What to do:
Determine how many lines of the material below contain the word "instance", with letter case taken into account. Give only that number.

Extracted data:

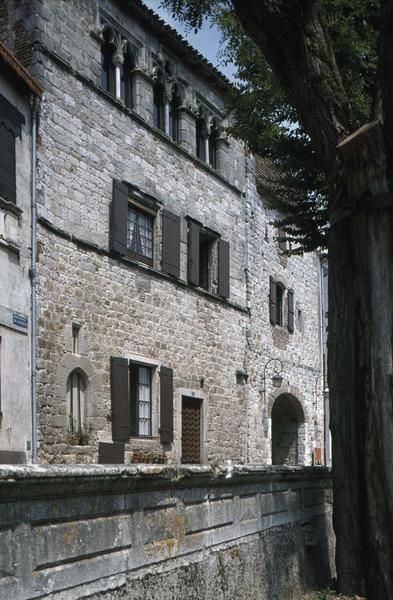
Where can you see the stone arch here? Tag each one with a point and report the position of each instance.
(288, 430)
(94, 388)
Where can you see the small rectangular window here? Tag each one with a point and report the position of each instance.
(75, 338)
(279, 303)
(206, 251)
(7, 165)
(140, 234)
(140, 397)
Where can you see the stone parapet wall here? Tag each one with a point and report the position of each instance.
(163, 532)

...

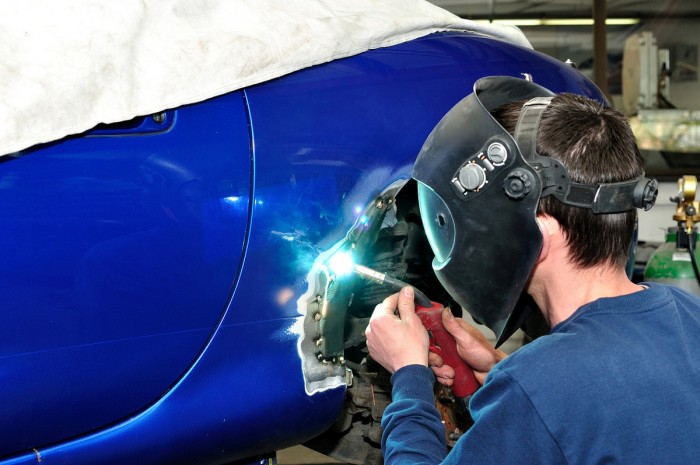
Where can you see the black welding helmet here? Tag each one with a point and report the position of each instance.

Right answer:
4